[Records from a pointing dataset]
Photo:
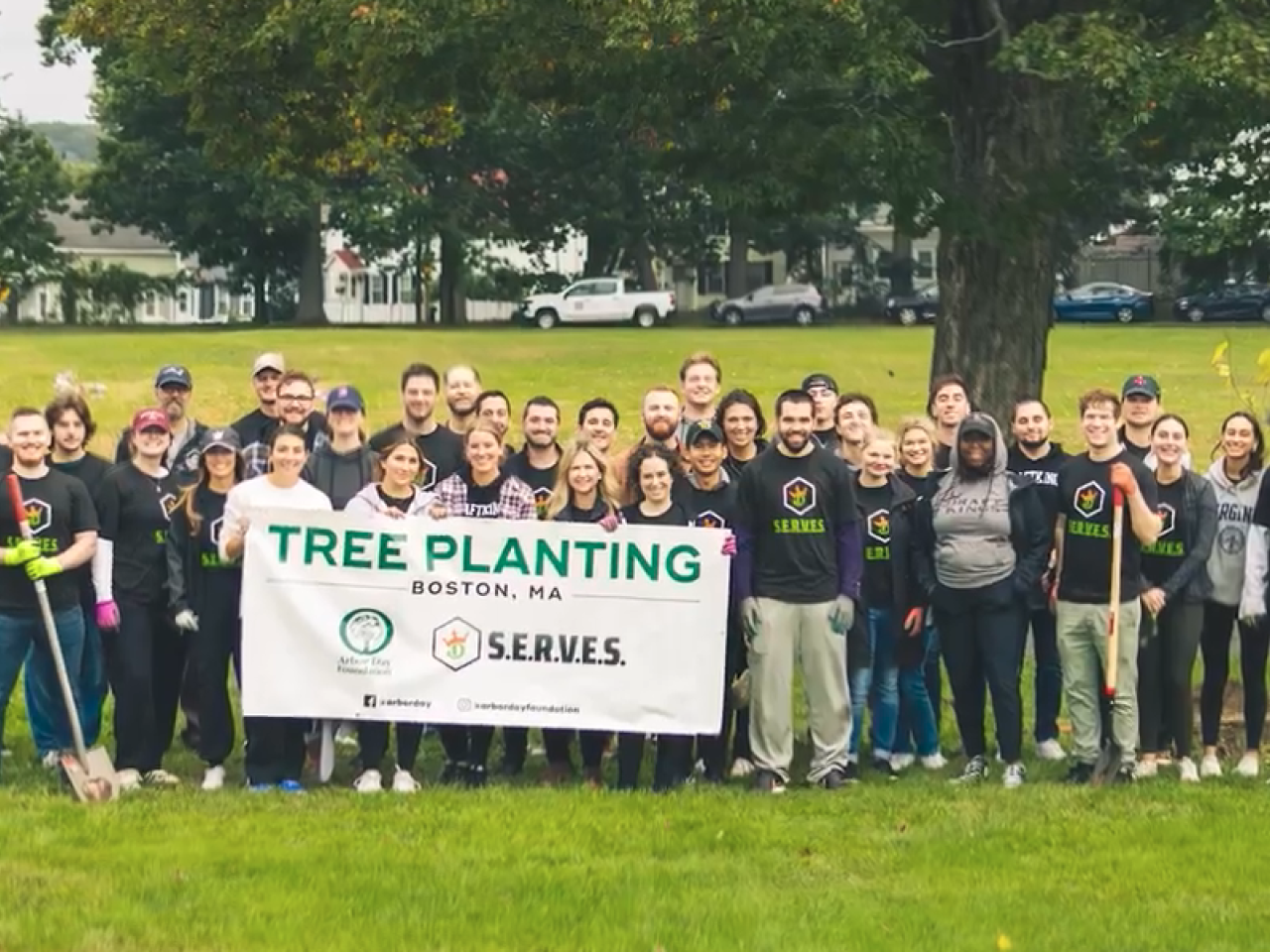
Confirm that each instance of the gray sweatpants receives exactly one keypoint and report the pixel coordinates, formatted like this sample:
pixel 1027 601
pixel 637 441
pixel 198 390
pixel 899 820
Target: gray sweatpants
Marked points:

Instruction: Put every line of the material above into a numbered list, skipping blank lines and leaving the pictures out.

Final result:
1. Photo:
2. Confirm that each instance of the gray sweatpants receives exactly one keypoint and report the pixel coordinates, formatted like this sample:
3. pixel 1027 601
4. pixel 637 441
5. pixel 198 390
6. pixel 899 820
7. Target: gray sweatpants
8. Marked points:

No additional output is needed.